▶ **Your objective**
Find the line with "Example: <point>114,182</point>" in the entries below. Repeat it, every following line, and the line with "Task: locate the leafy", exactly and with nothing added.

__________

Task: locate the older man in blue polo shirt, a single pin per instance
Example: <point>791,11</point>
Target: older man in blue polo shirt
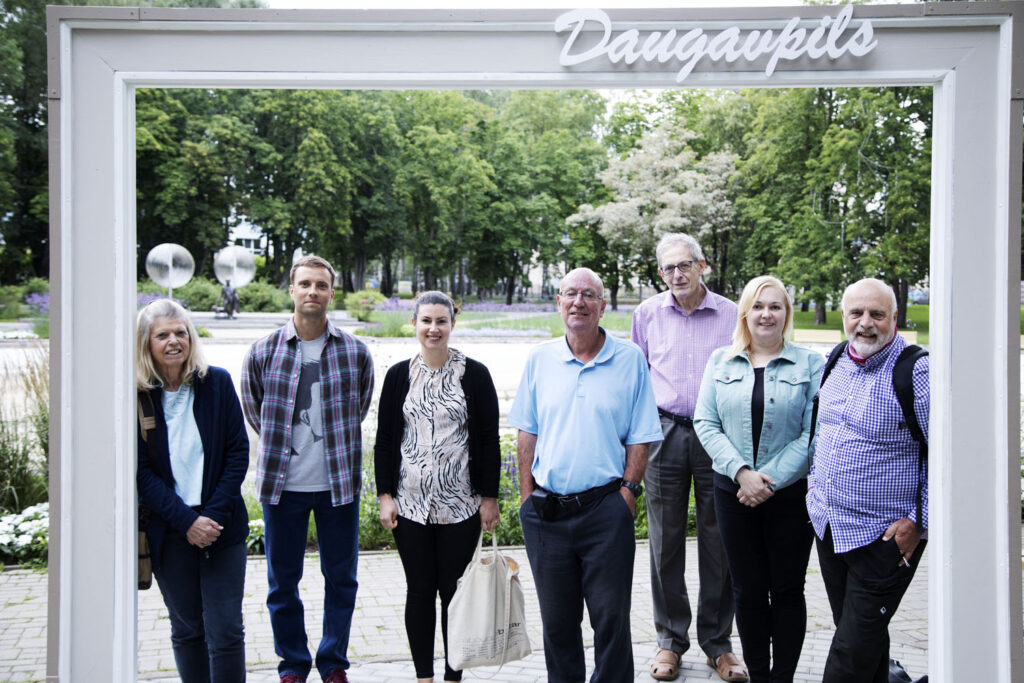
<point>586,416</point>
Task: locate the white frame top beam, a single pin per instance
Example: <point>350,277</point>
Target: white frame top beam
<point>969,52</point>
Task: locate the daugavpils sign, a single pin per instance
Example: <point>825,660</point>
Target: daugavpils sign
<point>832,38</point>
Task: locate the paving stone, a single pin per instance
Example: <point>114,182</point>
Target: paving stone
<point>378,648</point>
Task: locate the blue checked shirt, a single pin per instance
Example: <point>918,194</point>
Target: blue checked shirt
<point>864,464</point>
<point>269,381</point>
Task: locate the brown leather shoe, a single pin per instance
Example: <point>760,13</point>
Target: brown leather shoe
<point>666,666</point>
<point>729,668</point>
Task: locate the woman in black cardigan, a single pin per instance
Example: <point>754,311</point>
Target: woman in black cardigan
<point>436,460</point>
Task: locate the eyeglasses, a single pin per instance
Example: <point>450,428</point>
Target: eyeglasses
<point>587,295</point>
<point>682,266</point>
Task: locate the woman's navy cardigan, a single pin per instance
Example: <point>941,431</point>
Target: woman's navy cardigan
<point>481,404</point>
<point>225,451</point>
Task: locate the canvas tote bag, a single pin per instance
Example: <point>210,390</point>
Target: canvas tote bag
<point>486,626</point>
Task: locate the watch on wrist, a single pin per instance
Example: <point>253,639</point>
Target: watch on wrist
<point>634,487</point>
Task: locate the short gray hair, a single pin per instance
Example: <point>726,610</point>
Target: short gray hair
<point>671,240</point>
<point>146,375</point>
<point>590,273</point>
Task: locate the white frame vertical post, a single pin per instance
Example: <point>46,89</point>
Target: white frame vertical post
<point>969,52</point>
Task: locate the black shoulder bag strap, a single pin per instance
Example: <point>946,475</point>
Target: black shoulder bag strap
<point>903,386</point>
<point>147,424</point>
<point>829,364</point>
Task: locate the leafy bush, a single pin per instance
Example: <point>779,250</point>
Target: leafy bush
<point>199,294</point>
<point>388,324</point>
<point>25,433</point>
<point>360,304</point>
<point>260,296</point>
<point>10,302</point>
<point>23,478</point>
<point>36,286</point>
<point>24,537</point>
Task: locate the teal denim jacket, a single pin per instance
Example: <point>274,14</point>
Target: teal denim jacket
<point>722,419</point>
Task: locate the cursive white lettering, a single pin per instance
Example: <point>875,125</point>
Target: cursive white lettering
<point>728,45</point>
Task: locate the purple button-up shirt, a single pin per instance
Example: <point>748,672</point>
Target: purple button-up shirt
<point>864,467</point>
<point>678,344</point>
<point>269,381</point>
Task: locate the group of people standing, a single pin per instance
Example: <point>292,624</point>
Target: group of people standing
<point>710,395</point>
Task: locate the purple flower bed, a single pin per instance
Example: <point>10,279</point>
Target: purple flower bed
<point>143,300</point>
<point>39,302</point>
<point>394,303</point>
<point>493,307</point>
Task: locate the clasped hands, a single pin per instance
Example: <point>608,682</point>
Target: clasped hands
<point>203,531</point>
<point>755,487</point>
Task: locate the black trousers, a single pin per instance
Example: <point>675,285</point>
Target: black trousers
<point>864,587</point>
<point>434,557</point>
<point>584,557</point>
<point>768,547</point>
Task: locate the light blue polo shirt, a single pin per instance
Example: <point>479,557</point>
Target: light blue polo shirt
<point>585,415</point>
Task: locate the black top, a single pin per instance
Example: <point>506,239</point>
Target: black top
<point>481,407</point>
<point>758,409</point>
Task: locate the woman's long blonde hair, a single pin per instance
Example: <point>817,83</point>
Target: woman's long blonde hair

__________

▶ **Response below**
Example: <point>114,182</point>
Target: paving stone
<point>378,648</point>
Task: locate the blue checked shirt, a single pin per instance
Example: <point>918,194</point>
Target: blue checked shirt
<point>864,464</point>
<point>269,381</point>
Task: locate the brown leather shoe, a single pin per instance
Example: <point>760,13</point>
Target: brown leather shoe
<point>666,666</point>
<point>729,668</point>
Task: locate the woman in black cardigan, a single pin per instance
Example: <point>754,311</point>
Target: woman in black cardigan
<point>436,460</point>
Task: locate the eyeglasses, a single pin per instance
Example: <point>450,428</point>
Target: eyeglasses
<point>587,295</point>
<point>682,266</point>
Task: locate the woman's navy cardigan, a single pin per instance
Example: <point>941,431</point>
Target: woman's navy cardigan
<point>481,404</point>
<point>225,451</point>
Task: locate the canvas tote bag, a single pin per instance
Example: <point>210,390</point>
Target: canvas tote bag
<point>486,626</point>
Task: locate the watch on wrist, a single pin per instance
Example: <point>253,639</point>
Target: watch on wrist
<point>634,487</point>
Task: locate the short gray hair, a single pin per instance
Example: <point>726,610</point>
Target: short gray hair
<point>671,240</point>
<point>146,375</point>
<point>590,273</point>
Task: locate the white frame vertical post, a single pin per instance
Example: <point>46,89</point>
Target: white frame vertical post
<point>969,52</point>
Task: locate the black shoulder bag strap, a single pin per instance
Example: <point>946,475</point>
Target: black shoulder bag strap
<point>903,386</point>
<point>147,424</point>
<point>829,364</point>
Task: locate the leafy bush, a single pin per instance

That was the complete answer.